• _Passage shown_:
§
Dr. Renney himself received PNE surgery from the Nantes mob, with Dr. Antolak observing.  Dr. Renney is a former bicyclist who — perhaps thanks to his PNE “cure" — sits with his legs wide open, and waddles like a bowlegged ape.  When I asked him by phone if I could ever hope to bicycle again if I received the surgery, he angrily said “no."  He said I should be happy to function afterwards on any basis.

When I saw Hollis Potter in 2004 she found only “minimal scaring," but that was enough: the diagnosis was PNE.  I suspect Hollis, who is a radiologist, wasn’t supposed to be speaking to patients, because she didn’t speak to me directly.  She was on speaker phone while I sat with Dr. Daniel I. Richman who became her puppet: Hollis spoke, and Richman’s lips moved.  Richman tried to hand me brochures describing pudendal nerve decompression surgery provided by surgeons in Nantes France — among the very few doctors, Richman claimed, who understand PNE.

I refused the pamphlets.  By that point, I already knew about the surgeons of Nantes.  I told Dr. Richman that — anecdotally at least — those surgeries had gruesome outcomes.  Some patients felt worse, and some committed suicide.  And more terrifying was this: after 20 years of experimental PNE surgeries the Nantes doctors never published a study because they couldn’t.  They never collected the necessary patient feedback.

Dr. Richman shrugged his shoulders — not denying the Nantes horror stories, but urging me to Nantes anyway.  I was in a tough spot, Richman admitted.  But Nantes was my best bet, and the sooner the better least the entrapment cause worse injuries.

He and Hollis should have known better — PNE is *obviously* idiotic.


Fortunately, I am an avid — even compulsive — researcher, and by the time Hollis Potter and Richman urged me to travel to the Nantes for the PNE “cure" I already knew that PNE does not exist, and that the Nantes doctors are a dangerous mob of  profiteering butchers.

Nerve surgery for PNE is apparently the brainchild of the late Dr. Ahmed Shafik, an Egyptian surgeon.  Shafik published the details of his pudendal surgery in 1991.  Shafik boasted he “described more than 40 new syndromes" and many “new surgical techniques."  He was also professionally disciplined, arrested, and prevented from working as a doctor several times as a result — a point of pride, apparently.  www.ahmedshafik.com/About.htm Among Shafik’s “discoveries" is his view males become sterile as a consequence of wearing polyester underwear.

The Nantes mob consisting of Drs. Labbatt, Bensignoir, and Robert — the mob who’s surgeries you advocate — supposedly independently devised a surgical approach for PNE around the same time. The Nantes mob is the most influential of the PNE bunch.  They taught others including the Renney/Texas gang who trained in Nantes for one week, and Dr. Stanley Antolak in Minnesota.  Arch quack Dr. Arnold Dellon in Maryland and others claim to base their PNE innovations on the “Nantes protocol."

PNE surgery often involves cutting pelvic ligaments, and sometimes cutting pelvic muscles (permanently disabling them) with the result that pain patients who receive the surgery often suffer terrible physical limitations.   PNE surgery patients frequently debate the severity and incidence of “pelvic instability" following PNE surgery — which, in at least one case, means being unable to walk up stairs.
§
• _Problems to work on_:
A. List every geographic place (city, country, or U.S. state) named in the PNE surgery passage.
B. Write the next part of the PNE surgery passage, picking up right after its final sentence.

• _Entries shown_:
§
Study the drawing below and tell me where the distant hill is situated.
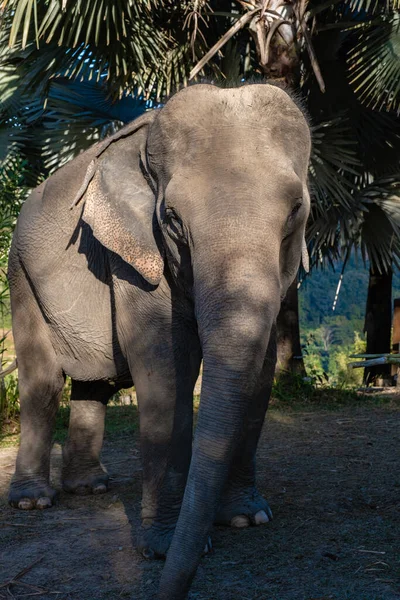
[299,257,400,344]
§
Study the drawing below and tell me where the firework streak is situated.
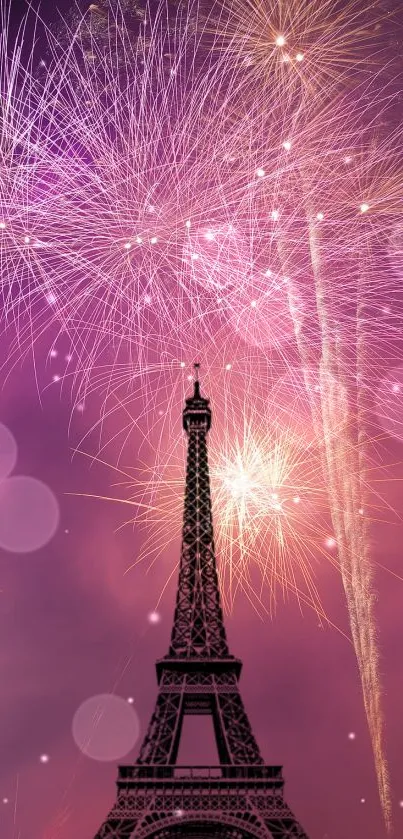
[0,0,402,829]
§
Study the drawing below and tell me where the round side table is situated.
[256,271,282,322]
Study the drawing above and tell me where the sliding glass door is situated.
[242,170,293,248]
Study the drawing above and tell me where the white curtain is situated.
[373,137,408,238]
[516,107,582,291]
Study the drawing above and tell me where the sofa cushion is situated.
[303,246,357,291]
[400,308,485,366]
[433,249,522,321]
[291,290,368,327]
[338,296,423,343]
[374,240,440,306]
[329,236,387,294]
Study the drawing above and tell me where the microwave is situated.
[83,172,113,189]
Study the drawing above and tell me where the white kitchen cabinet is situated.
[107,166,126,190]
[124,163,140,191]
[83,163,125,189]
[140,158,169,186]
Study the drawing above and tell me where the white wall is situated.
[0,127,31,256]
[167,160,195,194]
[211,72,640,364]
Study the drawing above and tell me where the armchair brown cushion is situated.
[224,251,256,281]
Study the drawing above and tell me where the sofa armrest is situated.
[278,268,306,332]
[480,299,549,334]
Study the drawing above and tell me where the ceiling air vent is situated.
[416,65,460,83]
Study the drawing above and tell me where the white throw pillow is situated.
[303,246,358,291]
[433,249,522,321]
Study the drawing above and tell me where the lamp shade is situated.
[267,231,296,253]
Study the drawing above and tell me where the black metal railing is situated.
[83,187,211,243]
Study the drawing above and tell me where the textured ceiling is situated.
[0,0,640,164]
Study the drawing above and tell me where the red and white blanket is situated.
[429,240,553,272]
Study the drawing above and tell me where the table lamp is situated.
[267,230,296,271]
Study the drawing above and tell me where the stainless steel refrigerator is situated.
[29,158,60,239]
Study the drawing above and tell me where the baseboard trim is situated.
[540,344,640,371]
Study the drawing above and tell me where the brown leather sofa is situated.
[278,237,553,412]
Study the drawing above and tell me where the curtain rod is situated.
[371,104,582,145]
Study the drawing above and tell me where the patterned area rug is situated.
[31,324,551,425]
§
• _Results for the exercise_:
A. Nantes, France, Texas, Minnesota, Maryland

B.
Fortunately, by the time Hollis Potter and her puppet, Daniel Richman, gave me pamphlets to the butchers of Nantes, I already knew PNE and the surgery for it are deadly quackery.


The European Association of Urology, in its “Guidelines On Chronic Pelvic Pain," states:

   "[T]he reality is that pudendal nerve neuropathy is probably
   only a likely diagnosis if the pain is unilateral, has a
   burning quality and is exacerbated by unilateral rectal
   palpation of the ischial spine, and the pudendal motor latency
   is delayed on that side only. However, such cases account for
   only a small proportion of all those presenting with perineal
   pain and the proof of the diagnosis resting on relief of pain
   following decompression of the nerve in Alcock’s canal is
   rarely achieved."

In other words, if PNE was real, the surgery to fix it should work.  But it doesn’t work.

And the reality is worse.  The PNE quacks never follow the protocol for experimental surgery (patient follow-up, control group, impartial review board).  In fact, the Nantes mob, the Texas gang, Antolak, and Dellon do almost no follow-up of any kind.

Except for a growing number of anecdotal horror stories (of which there were many, even in 2004) from patients complaining about being worse from PNE surgery, there was (and is) no basis to know if anyone is helped by the surgery, or how many are maimed and dead from suicide.

Dr. Robert J. Spinner did PNE surgery at Mayo Clinic under the direction of Dr. Stanley Antolak.  The surgeries failed — failed horribly — and Dr. Antolak was fired as a result, and Mayo Clinic stopped performing PNE decompression surgery.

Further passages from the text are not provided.